Il Global Treasure Award viene assegnato a personaggi che “stanno facendo cose straordinarie per affrontare i problemi più urgenti del mondo”. Come “si diventa” Bill Drayton, quali sono i suoi valori e la sua visione del mondo?

Sono cresciuto a Manhattan, New York. Da bambino non sopportavo il latino e la matematica. Fin dalle elementari mi sono invece concentrato sulla fondazione di un giornale. Dovevo trovare pubblicità e lavorare con ragazzi di scuole diverse. Molti anni dopo, quando mia madre morì, seppi quanto questa mia attività la preoccupasse. Vi leggo un passaggio da una lettera che inviò al preside della mia scuola, il signor Huball. Mia mamma domandava: «Perché nostro figlio spesso non è nè a scuola, nè a casa?». La sua risposta: «Bill se lo può permettere, non deve essere ansiosa». Il signor Huball mi ha aiutato a capire che col mio giornale potevo essere un artefice del cambiamento. Non c’è dono più grande. 

Alla fine dell’adolescenza, dopo aver partecipato ad altre  startup e aver incontrato il movimento gandhiano per i diritti civili, non vedevo l’ora di andare in India. Alla fine ci sono stato con tre amici del liceo, ispirati da Bayard Rustin, il cofondatore della Southern Christian Leadership Conference (Sclc) di Martin Luther King Jr. In quei mesi ho imparato ad amare l’India e Gandhi. Fu allora, erano negli anni 60, che nacque l’idea di fondare Ashoka. Qual è la forza più potente del mondo? Sono le idee che cambiano i sistemi. E questo vale in ogni campo, dall’ambiente all’elettronica. Questa fu la prima lezione, da cui partì tutto.

Ashoka viene fondata nel 1981…

Come dicevo l’idea di Ashoka risale agli anni 60. Tuttavia, solo alla fine degli anni 70 abbiamo intuito che il momento storicamente giusto stava arrivando. Le generazioni post-indipendenza in tutta l’Asia (due terzi del mondo) stavano maturando e potevano accogliere una proposta come quella che avevamo in mente. Lo stesso valeva per l’America Latina dopo la stagione delle giunte militari. E poi il 20 gennaio 1981, con la sconfitta di Jimmy Carter, avevo concluso il mio lavoro all’Agenzia per la protezione dell’ambiente degli Stati Uniti. Ero pronto per una nuova sfida.
---------------
# Compiti ed esercizi
1. Raccogli ogni riga delle voci qui sotto che contiene la stringa "below", tenendo conto di maiuscole e minuscole.
2. Per favore, scrivi il seguito del testo su Bill Drayton a partire dall'ultima frase riportata.

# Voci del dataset
---------------
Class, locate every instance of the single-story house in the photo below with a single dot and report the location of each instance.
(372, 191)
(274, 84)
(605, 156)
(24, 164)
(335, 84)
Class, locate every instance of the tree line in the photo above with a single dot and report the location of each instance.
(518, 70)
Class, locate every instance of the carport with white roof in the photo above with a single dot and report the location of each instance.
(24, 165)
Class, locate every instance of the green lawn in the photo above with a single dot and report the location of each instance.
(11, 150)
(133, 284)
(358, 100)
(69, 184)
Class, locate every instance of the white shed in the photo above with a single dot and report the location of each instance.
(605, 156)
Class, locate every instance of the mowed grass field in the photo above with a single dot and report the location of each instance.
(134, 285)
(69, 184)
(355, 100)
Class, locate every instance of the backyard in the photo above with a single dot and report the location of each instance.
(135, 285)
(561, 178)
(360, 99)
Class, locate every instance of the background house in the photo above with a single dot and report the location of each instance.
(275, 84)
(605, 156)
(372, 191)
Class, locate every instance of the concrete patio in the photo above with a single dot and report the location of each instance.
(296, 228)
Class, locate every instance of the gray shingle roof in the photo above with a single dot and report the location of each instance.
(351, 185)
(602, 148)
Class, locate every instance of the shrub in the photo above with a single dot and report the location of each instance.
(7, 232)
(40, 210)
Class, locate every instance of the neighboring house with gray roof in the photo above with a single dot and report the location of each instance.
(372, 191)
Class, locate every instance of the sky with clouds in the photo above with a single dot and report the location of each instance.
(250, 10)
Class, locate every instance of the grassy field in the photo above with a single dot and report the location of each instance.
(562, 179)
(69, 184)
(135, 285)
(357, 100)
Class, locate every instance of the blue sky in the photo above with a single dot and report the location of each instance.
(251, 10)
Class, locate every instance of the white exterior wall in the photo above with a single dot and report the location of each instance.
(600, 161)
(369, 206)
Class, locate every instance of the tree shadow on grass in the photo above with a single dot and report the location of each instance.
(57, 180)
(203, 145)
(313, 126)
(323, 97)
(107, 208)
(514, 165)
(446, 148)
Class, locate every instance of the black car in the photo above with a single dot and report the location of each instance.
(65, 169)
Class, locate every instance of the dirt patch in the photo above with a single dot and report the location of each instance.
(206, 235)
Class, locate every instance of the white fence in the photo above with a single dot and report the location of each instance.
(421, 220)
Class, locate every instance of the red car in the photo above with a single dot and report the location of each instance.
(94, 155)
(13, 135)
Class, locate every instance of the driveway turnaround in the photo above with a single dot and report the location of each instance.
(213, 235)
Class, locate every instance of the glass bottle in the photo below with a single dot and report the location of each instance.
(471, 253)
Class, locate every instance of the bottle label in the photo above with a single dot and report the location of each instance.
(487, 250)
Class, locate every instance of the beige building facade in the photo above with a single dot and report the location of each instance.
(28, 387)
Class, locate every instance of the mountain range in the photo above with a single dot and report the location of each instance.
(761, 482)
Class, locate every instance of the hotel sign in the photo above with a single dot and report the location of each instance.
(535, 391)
---------------
# Risposte agli esercizi
1.
Class, locate every instance of the single-story house in the photo below with a single dot and report the location of each instance.
Class, locate every instance of the glass bottle in the photo below with a single dot and report the location of each instance.

2.
Perché quel nome?

Ashoka fu un sovrano dell’impero Maurya, figura centrale del buddismo indiano. Le ragioni di questa scelta sono molteplici: Ashoka è stato una fonte di innovazione in quasi tutti i campi sociali. È stato un imperatore sempre votato alla pace, piuttosto che alla guerra. E ancora: nel suo ideale di società non c’è spazio per la violenza. 

Ashoka nasce per diffondere la cultura dell’imprenditorialità sociale. Come definirebbe questo concetto? 

Gli imprenditori sociali sono coloro i quali hanno grandi idee che mettono al servizio del cambiamento per il bene comune. E lo perseguono per tutta la vita, ascoltando, imparando, creando e poi ascoltando di nuovo. E non si fermano finché la loro visione di un mondo strutturalmente migliore non diventa realtà. 

Quali sono i principi su cui si basa questa visione?

Il diritto umano per eccellenza è il diritto a contribuire al bene comune. È questa la leva per diventare “changemaker”. Un termine che abbiamo creato noi proprio nel 1981, a Bombay. Da allora abbiamo selezionato circa 4mila leader dell’imprenditoria sociale  in tutto il mondo. Ogni anno selezioniamo nuovi imprenditori sociali con idee che cambiano il modello della società. E quasi sempre queste idee hanno una dimensione economica. Le faccio un esempio. Abbiamo 1.400 fellow che si occupano di minori in circa un milione di scuole in tutto il mondo. Lo fanno affidando responsabilità concrete ai ragazzi. In questo modo crescono i voti nelle materie di studio e diminuiscono gli atti di bullismo. E soprattutto questi studenti hanno un assaggio di cosa significhi essere changemaker. Cresceranno e matureranno un sogno di cambiamento. Quando un ragazzo o una ragazza di 12 o 14 anni scopre di aver sognato, costruito una squadra e trasformato il proprio mondo, ha ottenuto il suo “dottorato” per affrontare la vita nella nuova realtà. Saranno persone felici e positive. Qualsiasi società che aumenti la percentuale di giovani con queste caratteristiche migliora la qualità della vita dell’intera comunità. E una comunità composta da attori del cambiamento, diventa una calamita. 

Come vive il non violento Bill Drayton nel mondo in guerra dei nostri tempi?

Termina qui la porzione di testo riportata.